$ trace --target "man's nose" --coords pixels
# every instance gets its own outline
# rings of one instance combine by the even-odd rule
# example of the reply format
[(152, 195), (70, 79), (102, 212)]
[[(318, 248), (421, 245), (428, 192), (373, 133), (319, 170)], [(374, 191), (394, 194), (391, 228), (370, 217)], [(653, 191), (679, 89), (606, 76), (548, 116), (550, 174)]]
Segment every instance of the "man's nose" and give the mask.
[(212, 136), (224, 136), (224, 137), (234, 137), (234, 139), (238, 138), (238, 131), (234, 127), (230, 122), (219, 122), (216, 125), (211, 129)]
* * *
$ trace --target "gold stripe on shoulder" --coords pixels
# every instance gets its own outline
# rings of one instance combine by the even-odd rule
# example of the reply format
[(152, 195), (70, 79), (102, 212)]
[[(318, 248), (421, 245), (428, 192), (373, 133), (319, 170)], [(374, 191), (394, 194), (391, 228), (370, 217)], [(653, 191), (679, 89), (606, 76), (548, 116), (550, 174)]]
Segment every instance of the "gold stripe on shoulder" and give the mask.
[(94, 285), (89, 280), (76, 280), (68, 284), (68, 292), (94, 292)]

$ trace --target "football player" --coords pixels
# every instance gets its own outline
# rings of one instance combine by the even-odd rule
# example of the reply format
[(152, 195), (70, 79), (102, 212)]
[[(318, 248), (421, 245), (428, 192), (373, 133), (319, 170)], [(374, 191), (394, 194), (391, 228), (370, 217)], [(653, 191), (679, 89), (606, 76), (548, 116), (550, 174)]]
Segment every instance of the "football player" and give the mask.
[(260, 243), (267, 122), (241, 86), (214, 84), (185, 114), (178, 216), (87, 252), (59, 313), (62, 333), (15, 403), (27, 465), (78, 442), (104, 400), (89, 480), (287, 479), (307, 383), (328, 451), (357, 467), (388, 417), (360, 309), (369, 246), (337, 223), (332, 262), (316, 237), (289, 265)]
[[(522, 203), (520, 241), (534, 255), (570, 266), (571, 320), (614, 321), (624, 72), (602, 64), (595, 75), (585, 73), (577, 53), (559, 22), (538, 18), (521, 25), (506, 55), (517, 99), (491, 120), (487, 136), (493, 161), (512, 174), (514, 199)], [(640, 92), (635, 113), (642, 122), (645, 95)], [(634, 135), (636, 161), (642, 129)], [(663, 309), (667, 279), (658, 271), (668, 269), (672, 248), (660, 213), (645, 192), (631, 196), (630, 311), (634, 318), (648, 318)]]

• _Your objective_
Return each line of the material that contains the word "give".

• _Answer to the exercise_
Segment every instance of the "man's nose" and give the mask.
Segment every instance of the "gold stripe on shoulder" and give the mask.
Segment every instance of the "football player" and give the mask.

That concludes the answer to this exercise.